## DIRECTIONS
Please quote the rows below word for word, beginning with the line that contains "Ground gull swimming." and stopping after the line that contains "Ground gull head.".

## SUPPLIED ENTRIES
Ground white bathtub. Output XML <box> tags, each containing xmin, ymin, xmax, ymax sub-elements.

* * *

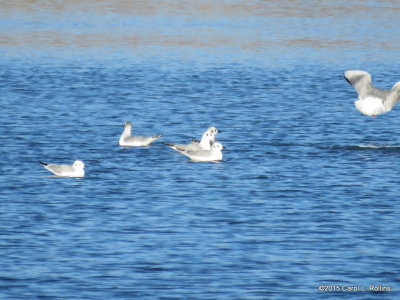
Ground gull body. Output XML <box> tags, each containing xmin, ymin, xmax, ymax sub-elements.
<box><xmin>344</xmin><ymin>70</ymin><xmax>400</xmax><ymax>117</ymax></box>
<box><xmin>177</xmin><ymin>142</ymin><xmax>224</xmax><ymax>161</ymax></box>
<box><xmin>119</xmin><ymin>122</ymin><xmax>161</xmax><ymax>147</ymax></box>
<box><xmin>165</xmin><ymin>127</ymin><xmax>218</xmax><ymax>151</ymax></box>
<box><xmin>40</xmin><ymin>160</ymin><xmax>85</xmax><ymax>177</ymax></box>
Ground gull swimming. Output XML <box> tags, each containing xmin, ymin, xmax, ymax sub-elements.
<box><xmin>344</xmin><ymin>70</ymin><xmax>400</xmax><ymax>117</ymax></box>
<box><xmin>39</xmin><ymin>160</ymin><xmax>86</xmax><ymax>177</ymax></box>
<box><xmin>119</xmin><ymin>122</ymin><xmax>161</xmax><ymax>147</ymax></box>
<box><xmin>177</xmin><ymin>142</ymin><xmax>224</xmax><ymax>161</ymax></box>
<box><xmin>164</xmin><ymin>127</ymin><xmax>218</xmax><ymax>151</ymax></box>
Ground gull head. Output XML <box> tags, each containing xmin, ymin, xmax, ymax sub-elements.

## FINISHED ANSWER
Ground gull swimming. Output XML <box> tags, each containing xmin, ymin, xmax, ymax sub-elements.
<box><xmin>344</xmin><ymin>70</ymin><xmax>400</xmax><ymax>117</ymax></box>
<box><xmin>39</xmin><ymin>160</ymin><xmax>86</xmax><ymax>177</ymax></box>
<box><xmin>119</xmin><ymin>122</ymin><xmax>161</xmax><ymax>147</ymax></box>
<box><xmin>177</xmin><ymin>142</ymin><xmax>224</xmax><ymax>161</ymax></box>
<box><xmin>164</xmin><ymin>127</ymin><xmax>218</xmax><ymax>151</ymax></box>
Ground gull head. Output XML <box> tags, each containing xmin, ymin, xmax, ymax sub-elements.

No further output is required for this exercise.